• **DIRECTIONS FOR THIS TASK**: Working from the records beneath this line, reproduce each one exactly.

• **DATASET CONTENT**:
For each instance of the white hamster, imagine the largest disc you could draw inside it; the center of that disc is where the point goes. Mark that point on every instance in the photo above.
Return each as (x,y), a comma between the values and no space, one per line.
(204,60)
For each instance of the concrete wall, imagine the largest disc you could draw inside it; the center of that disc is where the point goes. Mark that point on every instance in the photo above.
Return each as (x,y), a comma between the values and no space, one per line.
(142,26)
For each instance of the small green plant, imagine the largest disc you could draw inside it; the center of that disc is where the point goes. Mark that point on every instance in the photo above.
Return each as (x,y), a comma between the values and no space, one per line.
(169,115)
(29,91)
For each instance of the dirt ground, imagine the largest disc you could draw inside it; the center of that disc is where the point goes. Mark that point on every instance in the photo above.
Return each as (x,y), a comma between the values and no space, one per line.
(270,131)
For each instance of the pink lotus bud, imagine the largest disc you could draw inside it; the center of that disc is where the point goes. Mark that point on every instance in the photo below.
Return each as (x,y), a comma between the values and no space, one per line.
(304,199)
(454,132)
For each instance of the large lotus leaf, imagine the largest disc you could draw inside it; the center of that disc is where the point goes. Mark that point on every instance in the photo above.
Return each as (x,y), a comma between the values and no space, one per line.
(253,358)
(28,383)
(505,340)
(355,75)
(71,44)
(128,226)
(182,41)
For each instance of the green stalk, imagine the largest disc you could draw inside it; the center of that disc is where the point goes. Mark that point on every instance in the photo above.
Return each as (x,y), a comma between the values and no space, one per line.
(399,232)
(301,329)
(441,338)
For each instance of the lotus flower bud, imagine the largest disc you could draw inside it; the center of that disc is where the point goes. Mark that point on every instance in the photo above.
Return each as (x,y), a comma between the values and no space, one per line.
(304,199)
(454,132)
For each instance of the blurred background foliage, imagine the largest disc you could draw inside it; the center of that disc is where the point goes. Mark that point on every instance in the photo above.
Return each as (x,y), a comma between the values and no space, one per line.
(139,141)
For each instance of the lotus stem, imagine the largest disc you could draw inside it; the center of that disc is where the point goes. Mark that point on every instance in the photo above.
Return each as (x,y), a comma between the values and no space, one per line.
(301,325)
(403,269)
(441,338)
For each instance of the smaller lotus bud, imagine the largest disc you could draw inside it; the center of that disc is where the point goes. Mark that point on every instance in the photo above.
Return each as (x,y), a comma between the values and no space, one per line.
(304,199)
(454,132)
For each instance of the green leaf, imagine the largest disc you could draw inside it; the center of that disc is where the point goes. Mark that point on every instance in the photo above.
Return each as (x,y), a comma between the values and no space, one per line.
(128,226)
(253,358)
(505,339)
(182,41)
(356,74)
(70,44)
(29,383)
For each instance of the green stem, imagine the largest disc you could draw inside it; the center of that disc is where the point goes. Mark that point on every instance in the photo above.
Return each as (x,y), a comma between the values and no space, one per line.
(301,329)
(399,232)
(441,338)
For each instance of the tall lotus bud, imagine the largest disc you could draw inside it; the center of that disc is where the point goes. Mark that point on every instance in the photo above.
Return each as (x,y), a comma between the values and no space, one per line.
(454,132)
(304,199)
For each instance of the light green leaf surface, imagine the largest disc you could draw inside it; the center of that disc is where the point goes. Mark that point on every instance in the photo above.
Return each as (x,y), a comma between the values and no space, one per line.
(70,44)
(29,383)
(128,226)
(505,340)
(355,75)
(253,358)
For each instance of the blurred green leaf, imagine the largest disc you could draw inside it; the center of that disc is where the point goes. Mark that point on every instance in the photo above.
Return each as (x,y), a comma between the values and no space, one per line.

• **RESULT OF THIS TASK**:
For each instance of the white hamster, imagine the largest disc you could draw inside it; the center of that disc is where the point goes. Mark that point on every instance in the photo above.
Return each as (x,y), a comma between the values and no space, one per line.
(204,60)
For each instance of the concrete wall, imagine the largest disc you could draw inside it; the center of that disc is where the point goes. Mark that point on every instance in the photo above.
Return each as (x,y), a comma between the values and no space, one per line.
(142,26)
For each instance of the small green plant, imagine the largest disc you could draw inside it; the center of that disc is where the point goes. Mark that point on every instance in the photo above.
Return each as (x,y), a comma between the values and no space, one per line.
(169,115)
(29,91)
For each instance of the dirt ground, imagine the largest disc you could draw inside it; the center of that disc is where the point goes. Mark that point on every instance in the photo above.
Return each as (x,y), a comma between the values and no space, one per line.
(270,131)
For each instance of the pink lotus bud, imagine the largest disc you could draw inside it; the center of that disc is where the point goes. Mark that point on every instance in the photo below.
Return each as (x,y), a comma between the values and no space, one per line.
(304,199)
(454,132)
For each instance of the large lotus leaf, imagine the largest disc you could draw inside it; the center of that disc is where the point goes. Mark that point on every instance in the photo above.
Return each as (x,y), a comma between the values and no space, one per line.
(253,358)
(28,383)
(505,340)
(355,75)
(71,44)
(128,226)
(182,41)
For each instance of the green stalk, imagine the largest disc you could draw inside it; the center of that disc is where the point goes. Mark that point on every instance in the photo above.
Return each as (x,y), a comma between the values and no space, one per line.
(399,232)
(301,329)
(441,338)
For each instance of the lotus flower bud, imagine the largest disc you could draw inside it; the center of that disc is where the point goes. Mark that point on every instance in the photo above.
Return each as (x,y), a comma between the values and no space, one per line.
(304,199)
(454,132)
For each instance of the blurred background foliage, imagine the largest disc you could draw inside it; the center of that disc is where the point goes. Mark that point on every instance in the photo above.
Return each as (x,y), a comma between the values and no space, one per line.
(139,141)
For each instance of the lotus stem, imagine the largest disc you could draw inside it; the center of that disc is where the point goes. Mark that point on every instance in the photo above.
Return each as (x,y), a comma between the values and no space, one per line.
(301,325)
(403,269)
(441,338)
For each instance of the smaller lotus bud, imagine the largest disc you could draw inside it; the center of that disc is where the point goes. Mark that point on every instance in the photo above.
Return each as (x,y), a comma between the values and no space, one per line.
(304,199)
(454,132)
For each instance of the green leaf, imagine the largest disc you could draw inside it; the center of that disc is where the point goes. Mark that point on every instance in the photo above.
Return each as (x,y), a comma between the values and no space, one per line.
(128,226)
(253,358)
(505,339)
(182,41)
(356,74)
(70,44)
(29,383)
For each instance of the green stem, imagine the largest disc you could draw inside it; the center of that disc is where the point goes. Mark that point on every instance in the photo above.
Return each as (x,y), a comma between the values and no space, one per line.
(301,329)
(399,232)
(441,338)
For each instance of the tall lotus bud, imagine the largest disc you could draw inside it; the center of that disc is where the point goes. Mark that point on every instance in the photo above.
Return each as (x,y), a comma between the values and no space, one per line.
(454,132)
(304,199)
For each instance of the light green leaf surface, imagine the largest disc you could draw inside it; the center of that disc is where the point goes. Mark that point on every instance in the photo above.
Return each as (x,y), a comma between the values and no space, one per line.
(70,44)
(29,383)
(128,226)
(505,340)
(355,75)
(253,358)
For each instance of the blurred green leaf, imagine the largest disc you could draw inside it; the center of that disc is where the point goes. Mark that point on every instance in the photo above.
Return each as (x,y), a comma between the values and no space, one per line.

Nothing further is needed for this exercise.